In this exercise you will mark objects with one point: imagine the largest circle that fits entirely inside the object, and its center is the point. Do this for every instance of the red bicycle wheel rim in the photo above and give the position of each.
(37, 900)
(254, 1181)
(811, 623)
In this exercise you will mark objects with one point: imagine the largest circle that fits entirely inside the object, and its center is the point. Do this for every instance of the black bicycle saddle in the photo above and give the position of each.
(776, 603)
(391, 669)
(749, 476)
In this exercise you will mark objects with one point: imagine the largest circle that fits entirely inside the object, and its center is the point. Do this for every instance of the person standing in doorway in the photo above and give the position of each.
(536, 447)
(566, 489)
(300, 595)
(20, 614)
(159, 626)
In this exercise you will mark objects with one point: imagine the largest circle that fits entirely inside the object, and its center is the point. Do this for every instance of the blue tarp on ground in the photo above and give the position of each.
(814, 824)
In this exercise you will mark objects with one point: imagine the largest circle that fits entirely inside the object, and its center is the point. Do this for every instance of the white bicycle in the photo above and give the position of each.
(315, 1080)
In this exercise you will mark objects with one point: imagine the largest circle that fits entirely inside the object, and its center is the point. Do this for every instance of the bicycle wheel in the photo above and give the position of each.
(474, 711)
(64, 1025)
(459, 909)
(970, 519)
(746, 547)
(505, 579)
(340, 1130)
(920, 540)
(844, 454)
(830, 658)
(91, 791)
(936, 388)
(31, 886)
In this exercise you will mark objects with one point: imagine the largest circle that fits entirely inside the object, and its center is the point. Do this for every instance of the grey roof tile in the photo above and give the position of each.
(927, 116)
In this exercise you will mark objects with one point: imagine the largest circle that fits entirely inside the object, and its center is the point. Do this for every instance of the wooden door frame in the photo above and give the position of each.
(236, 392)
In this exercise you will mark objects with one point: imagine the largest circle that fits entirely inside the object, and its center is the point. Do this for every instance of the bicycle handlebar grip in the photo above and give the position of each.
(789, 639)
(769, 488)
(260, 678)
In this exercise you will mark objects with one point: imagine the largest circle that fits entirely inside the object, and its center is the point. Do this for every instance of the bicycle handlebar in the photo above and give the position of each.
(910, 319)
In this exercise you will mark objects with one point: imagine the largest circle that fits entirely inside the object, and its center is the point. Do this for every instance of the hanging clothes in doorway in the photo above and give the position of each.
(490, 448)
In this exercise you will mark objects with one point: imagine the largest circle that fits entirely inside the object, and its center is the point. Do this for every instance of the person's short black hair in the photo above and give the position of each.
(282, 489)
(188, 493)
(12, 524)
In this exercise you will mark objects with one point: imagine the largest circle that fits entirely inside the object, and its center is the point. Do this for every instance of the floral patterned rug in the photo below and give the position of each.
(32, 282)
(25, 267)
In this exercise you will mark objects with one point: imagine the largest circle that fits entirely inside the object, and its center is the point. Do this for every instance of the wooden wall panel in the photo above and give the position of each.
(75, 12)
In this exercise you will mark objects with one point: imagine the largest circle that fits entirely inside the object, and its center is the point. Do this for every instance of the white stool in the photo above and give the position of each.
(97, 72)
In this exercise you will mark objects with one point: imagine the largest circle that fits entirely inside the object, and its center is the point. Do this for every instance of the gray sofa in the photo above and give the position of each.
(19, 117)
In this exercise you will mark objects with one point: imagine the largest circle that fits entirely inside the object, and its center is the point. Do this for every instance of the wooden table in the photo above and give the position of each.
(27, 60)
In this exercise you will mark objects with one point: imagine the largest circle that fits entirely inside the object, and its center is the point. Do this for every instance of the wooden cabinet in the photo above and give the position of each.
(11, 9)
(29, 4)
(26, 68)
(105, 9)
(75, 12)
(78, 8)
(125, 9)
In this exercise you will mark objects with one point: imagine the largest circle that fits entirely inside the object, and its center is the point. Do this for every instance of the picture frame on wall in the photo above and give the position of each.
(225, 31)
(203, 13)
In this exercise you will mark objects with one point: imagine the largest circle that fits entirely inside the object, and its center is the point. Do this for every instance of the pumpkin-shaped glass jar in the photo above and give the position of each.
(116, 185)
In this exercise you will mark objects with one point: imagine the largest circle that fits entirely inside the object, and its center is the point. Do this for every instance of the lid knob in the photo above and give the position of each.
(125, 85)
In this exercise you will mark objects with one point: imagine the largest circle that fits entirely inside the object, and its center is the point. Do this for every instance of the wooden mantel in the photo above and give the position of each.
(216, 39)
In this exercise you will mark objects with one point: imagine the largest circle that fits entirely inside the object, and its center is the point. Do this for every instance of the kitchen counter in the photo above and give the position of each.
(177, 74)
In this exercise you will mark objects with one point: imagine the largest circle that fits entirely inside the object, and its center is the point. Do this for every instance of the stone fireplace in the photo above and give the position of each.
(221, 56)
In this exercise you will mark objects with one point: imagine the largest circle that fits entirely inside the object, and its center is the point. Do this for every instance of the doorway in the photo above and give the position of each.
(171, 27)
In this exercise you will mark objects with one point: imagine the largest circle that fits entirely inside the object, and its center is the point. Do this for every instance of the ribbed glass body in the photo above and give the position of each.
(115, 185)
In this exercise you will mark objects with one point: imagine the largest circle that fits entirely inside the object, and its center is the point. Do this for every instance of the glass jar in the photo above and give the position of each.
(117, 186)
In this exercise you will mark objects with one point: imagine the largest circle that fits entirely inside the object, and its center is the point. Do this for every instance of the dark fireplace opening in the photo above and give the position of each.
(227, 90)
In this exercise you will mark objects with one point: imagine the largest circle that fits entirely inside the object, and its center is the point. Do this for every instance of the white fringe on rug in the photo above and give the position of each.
━━━━━━━━
## Aim
Reproduce every entry above word for word, from the first through the last.

## Result of the task
In this exercise you will mark objects with one point: imagine the largest circle that fits entirely inside the object, and its center is the point. Do this for every instance of the red bicycle wheel rim in the photo above and give the position of each.
(37, 900)
(254, 1181)
(811, 623)
In this exercise you will mark objects with one point: imagine the largest circle that fits entirely inside the object, and its center is the point. Do this for every instance of the black bicycle saddle in the photo above and give the position of each.
(776, 603)
(391, 669)
(749, 476)
In this exercise you will mark objects with one point: imagine the largest circle that fits entirely inside the object, and its center is the point. Do this for every instance of the person standing in doorway in the photo above and give the position of each.
(536, 447)
(566, 489)
(300, 595)
(20, 614)
(159, 626)
In this exercise you will mark objects with one point: imagine the largest circle that fits entirely inside the object, and its center is the point. Do this for every instance of the blue tarp on ground in the photo above and give the position of each.
(814, 824)
In this exercise you will mark objects with one point: imagine the largest circle that fits entirely inside the object, and its center is the point. Do this for every instance of the white bicycle in the photo above and give the position of each.
(315, 1080)
In this exercise you will mark objects with one point: imagine the largest circle that fits entirely inside the object, and its center is the point. Do this for every instance of the bicycle wheel in the photo above and give the position of each.
(474, 711)
(64, 1025)
(459, 909)
(970, 519)
(746, 547)
(505, 579)
(340, 1130)
(920, 540)
(844, 454)
(830, 658)
(91, 791)
(936, 388)
(31, 886)
In this exercise you will mark objects with one point: imagine the largest circle that fits entirely inside the object, and its center is the point. Do this for every instance of the grey roof tile in the photo above and give the position of each.
(927, 116)
In this exercise you will mark objects with one point: imagine the largest circle that fits entirely inside the object, and its center is the point. Do this for every instance of the wooden door frame in the photo above and give the position of each.
(236, 392)
In this exercise you will mark objects with one point: imagine the largest circle that fits entirely inside the object, and its center is the point. Do this for every instance of the bicycle handlebar grip in the photo above and give the position of each.
(789, 639)
(769, 488)
(260, 678)
In this exercise you will mark objects with one point: imagine the largest circle that fits entirely inside the object, and its center is the point. Do this for every instance of the bicycle handlebar in the photo above and give the position of each.
(910, 319)
In this exercise you will mark objects with one point: imagine the largest circle that fits entirely inside the object, and its center is the point. Do this for every instance of the hanging clothes in doorway in the photo above and give the position of each.
(490, 448)
In this exercise you will mark objects with one point: imagine the largest circle that fits entirely inside the object, and its center is the point. Do this for every instance of the person's short black hair in the photo above and give the position of each.
(282, 489)
(188, 493)
(12, 524)
In this exercise you will mark objects with one point: imagine the largest circle that fits entirely inside the object, and its center is the point. Do this for every instance of the floral patterned rug in the photo below and give the position of each.
(32, 282)
(25, 267)
In this exercise you will mark objects with one point: imagine the largest circle that fits entirely inside the object, and its center is the point. Do this for every instance of the wooden wall panel in the photo above and give the position of each.
(75, 12)
In this exercise you will mark objects with one point: imagine the largest circle that fits entirely inside the object, and its center is the point. Do this for every instance of the white stool in the photo above and give the position of each.
(97, 72)
In this exercise you will mark objects with one point: imagine the largest circle that fits entirely inside the object, and its center is the point. Do this for every instance of the gray sofa in the photo above and give the position of each.
(19, 117)
In this exercise you will mark objects with one point: imagine the largest circle that fits entirely inside the object, and its center is the point. Do this for every instance of the wooden table in the photo above and give the position of each.
(27, 60)
In this exercise you will mark objects with one point: imagine the largest circle that fits entirely inside the object, and its center is the point. Do this for every instance of the wooden cabinet in the photo above and give the position of each.
(11, 9)
(29, 4)
(26, 68)
(105, 9)
(75, 12)
(78, 8)
(125, 9)
In this exercise you will mark objects with one point: imagine the largest circle that fits entirely inside the object, and its center is the point. Do this for every instance of the picture frame on wall in the photo above and give the position of each.
(225, 31)
(203, 13)
In this exercise you will mark objects with one point: imagine the largest circle that fits entirely inside the object, and its center is the point. Do this for every instance of the pumpkin-shaped glass jar in the photo above and give the position of each.
(116, 185)
In this exercise you will mark objects with one point: imagine the largest circle that fits entirely inside the object, and its center is the point. Do this for every instance of the lid knob in the photo above and give the position of each.
(125, 85)
In this exercise you will mark objects with one point: imagine the largest circle that fits entirely inside the object, and its center is the point. Do this for every instance of the wooden mantel in the photo above and give the position of each.
(216, 39)
In this exercise you will mark objects with one point: imagine the largest circle that fits entirely inside the object, and its center is the point. Do this for every instance of the kitchen counter in the photo above and give the position of each.
(177, 74)
In this exercise you will mark objects with one point: imagine the largest circle that fits entirely inside the object, and its center is the point. Do this for every instance of the stone fireplace in the photo above and give the position of each.
(221, 56)
In this exercise you will mark objects with one point: imagine the largest circle that fits entirely inside the object, and its center is the point. Do this for every instance of the doorway in the photo above and give the position of each.
(171, 27)
In this exercise you will mark objects with one point: imagine the largest circle that fits entirely inside the object, and its center is the point. Do this for every instance of the ribbed glass body in the photo above and give the position of each.
(115, 185)
In this exercise you will mark objects with one point: imagine the largest circle that fits entirely inside the object, and its center is the point. Do this for every instance of the glass jar in the photo above and give the position of each.
(117, 186)
In this exercise you will mark objects with one point: imagine the largest circle that fits entirely inside the object, and its center is the point. Do this for every instance of the dark fireplace opening in the photo above and give the position of each.
(227, 90)
In this exercise you will mark objects with one point: imagine the largest circle that fits entirely inside the object, and its center is the point. Do this for every instance of the white fringe on rug in the photo above and give the position of each.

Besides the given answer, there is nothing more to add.